CONSIGNE 1: Dans le texte sur la table ronde de LaboGN, remplacez « table ronde » par « rencontre » et donnez le passage de « Les notes suivantes sont » à « le rôle interprété. » ainsi modifié.
=== EXTRAIT FOURNI ===
Table Ronde LaboGN2024

Play to lift Applications pratiques : trucs et astuces pour "donner du jeu"

, par Akantor

Contexte

Les notes suivantes sont le résultat d’une prise de note d’une table ronde qui s’est déroulée le 7 août 2024 à LaboGN, avec Julien F, Philippe, Aurélie, Hortense, Melville et Pandora. Où ont été abordés les expériences et les pratiques autour de « donner du jeu ».
La table ronde s’est organisée en plusieurs tours qui s’enrichissait de réponses et relances. Quelques questions servaient d’inspiration plus que de guide. Ce qui suit est une tentative de réorganiser le contenu par thématique plus que de rendre la chronologie des échanges.
Dans les notes suivantes j’utilise interprète en place de joueur ou joueuse plus habituel mais moins épicène, pour indiquer la personne qui joue le personnage. Et personnage pour le rôle interprété.
=== EXTRAITS DE DONNÉES ===
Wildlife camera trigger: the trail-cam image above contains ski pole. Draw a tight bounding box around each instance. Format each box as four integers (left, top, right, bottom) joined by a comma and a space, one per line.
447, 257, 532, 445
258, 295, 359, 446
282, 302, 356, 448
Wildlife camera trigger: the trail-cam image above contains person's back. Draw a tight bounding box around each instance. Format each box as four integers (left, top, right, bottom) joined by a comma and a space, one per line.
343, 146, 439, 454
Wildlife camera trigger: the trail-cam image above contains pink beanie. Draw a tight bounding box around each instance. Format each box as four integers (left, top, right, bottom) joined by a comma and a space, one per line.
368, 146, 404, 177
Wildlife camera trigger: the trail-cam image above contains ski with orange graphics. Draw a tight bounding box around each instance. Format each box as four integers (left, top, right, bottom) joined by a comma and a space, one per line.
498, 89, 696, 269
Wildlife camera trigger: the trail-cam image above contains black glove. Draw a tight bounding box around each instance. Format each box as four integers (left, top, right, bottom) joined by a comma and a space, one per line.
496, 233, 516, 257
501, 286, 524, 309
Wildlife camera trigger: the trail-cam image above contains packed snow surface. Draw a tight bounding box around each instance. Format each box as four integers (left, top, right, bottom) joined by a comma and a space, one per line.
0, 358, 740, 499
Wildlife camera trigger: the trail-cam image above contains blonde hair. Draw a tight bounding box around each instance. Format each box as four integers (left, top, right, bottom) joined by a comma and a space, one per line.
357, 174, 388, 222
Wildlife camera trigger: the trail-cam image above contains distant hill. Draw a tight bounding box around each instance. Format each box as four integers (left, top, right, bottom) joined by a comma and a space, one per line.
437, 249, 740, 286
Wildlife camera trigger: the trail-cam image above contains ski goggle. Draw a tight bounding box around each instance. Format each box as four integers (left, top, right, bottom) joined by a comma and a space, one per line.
===
CONSIGNE 2: Reproduisez sans changement les lignes des entrées, de la ligne contenant « above contains blonde » à la ligne contenant « 437, 249, 740, 286 ».

SOLUTION 1:
Les notes suivantes sont le résultat d’une prise de note d’une rencontre qui s’est déroulée le 7 août 2024 à LaboGN, avec Julien F, Philippe, Aurélie, Hortense, Melville et Pandora. Où ont été abordés les expériences et les pratiques autour de « donner du jeu ».
La rencontre s’est organisée en plusieurs tours qui s’enrichissait de réponses et relances. Quelques questions servaient d’inspiration plus que de guide. Ce qui suit est une tentative de réorganiser le contenu par thématique plus que de rendre la chronologie des échanges.
Dans les notes suivantes j’utilise interprète en place de joueur ou joueuse plus habituel mais moins épicène, pour indiquer la personne qui joue le personnage. Et personnage pour le rôle interprété.

SOLUTION 2:
Wildlife camera trigger: the trail-cam image above contains blonde hair. Draw a tight bounding box around each instance. Format each box as four integers (left, top, right, bottom) joined by a comma and a space, one per line.
357, 174, 388, 222
Wildlife camera trigger: the trail-cam image above contains distant hill. Draw a tight bounding box around each instance. Format each box as four integers (left, top, right, bottom) joined by a comma and a space, one per line.
437, 249, 740, 286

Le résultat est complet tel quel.